_DATASET_.

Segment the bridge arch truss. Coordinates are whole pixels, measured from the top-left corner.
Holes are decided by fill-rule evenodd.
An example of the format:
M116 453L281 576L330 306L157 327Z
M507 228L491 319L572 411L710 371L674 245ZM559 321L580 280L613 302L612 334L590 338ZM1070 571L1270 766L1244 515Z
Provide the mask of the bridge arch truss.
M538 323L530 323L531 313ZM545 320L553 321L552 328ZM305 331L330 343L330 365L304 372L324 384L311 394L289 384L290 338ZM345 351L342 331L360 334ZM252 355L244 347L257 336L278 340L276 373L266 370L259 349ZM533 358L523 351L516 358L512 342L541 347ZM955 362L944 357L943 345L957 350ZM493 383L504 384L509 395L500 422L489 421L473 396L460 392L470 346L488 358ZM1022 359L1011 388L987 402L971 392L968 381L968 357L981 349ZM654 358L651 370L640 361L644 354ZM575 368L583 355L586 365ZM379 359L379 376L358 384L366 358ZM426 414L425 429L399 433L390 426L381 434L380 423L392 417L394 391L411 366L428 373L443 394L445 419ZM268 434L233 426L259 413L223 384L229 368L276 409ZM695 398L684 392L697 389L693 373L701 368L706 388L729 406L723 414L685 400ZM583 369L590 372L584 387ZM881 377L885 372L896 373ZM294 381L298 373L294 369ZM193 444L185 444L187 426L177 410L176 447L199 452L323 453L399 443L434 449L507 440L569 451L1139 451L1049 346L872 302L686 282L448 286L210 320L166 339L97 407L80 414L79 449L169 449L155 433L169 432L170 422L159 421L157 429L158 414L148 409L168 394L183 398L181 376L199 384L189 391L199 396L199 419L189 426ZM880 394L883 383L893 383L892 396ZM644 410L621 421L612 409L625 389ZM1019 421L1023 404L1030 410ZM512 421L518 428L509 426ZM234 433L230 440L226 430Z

_TASK INSTRUCTIONS_.
Reproduce every row above line for line, with no changes.

_RIGHT ANSWER_.
Segment the bridge arch truss. Coordinates are whole pixels, measured from the top-left corner.
Holes are decided by fill-rule evenodd.
An example of the format:
M116 453L281 576L330 306L157 327Z
M507 228L491 319L572 411L710 371L674 245ZM559 321L580 280L613 302L612 334L590 338ZM1070 571L1270 766L1244 515Z
Provide the mask of the bridge arch truss.
M538 323L530 323L531 313ZM545 320L553 321L552 328ZM305 331L330 343L330 365L304 372L324 384L311 394L289 384L290 338ZM345 351L342 331L360 334ZM252 355L244 347L257 336L278 340L276 373L266 370L259 349ZM533 358L523 351L516 358L512 342L541 347ZM955 362L944 357L943 345L957 350ZM493 383L504 384L509 395L500 422L489 421L473 396L460 392L470 346L488 358ZM1022 359L1011 388L987 402L971 392L968 381L968 357L981 349ZM654 358L651 370L640 361L644 354ZM575 368L583 355L586 365ZM379 359L379 376L358 384L366 358ZM426 414L425 429L399 433L390 426L381 434L380 423L392 417L394 391L411 366L428 373L443 394L445 419ZM268 434L233 426L259 413L223 384L229 368L276 409ZM695 398L684 392L697 389L693 373L701 368L706 388L729 406L723 414L685 400ZM583 369L590 372L584 387ZM881 377L885 372L896 373ZM294 381L298 373L294 369ZM193 444L185 444L187 426L177 410L176 447L199 452L323 453L399 443L434 449L507 440L569 451L1139 451L1049 346L872 302L686 282L448 286L210 320L166 339L97 407L80 414L79 449L169 449L155 433L169 432L170 422L159 421L157 429L158 414L148 409L168 394L183 398L181 376L199 384L189 391L199 396L199 419L189 426ZM880 394L883 383L893 383L892 396ZM644 410L621 421L612 409L625 389ZM1019 421L1023 404L1030 410ZM512 421L518 428L509 426ZM234 433L230 440L226 430Z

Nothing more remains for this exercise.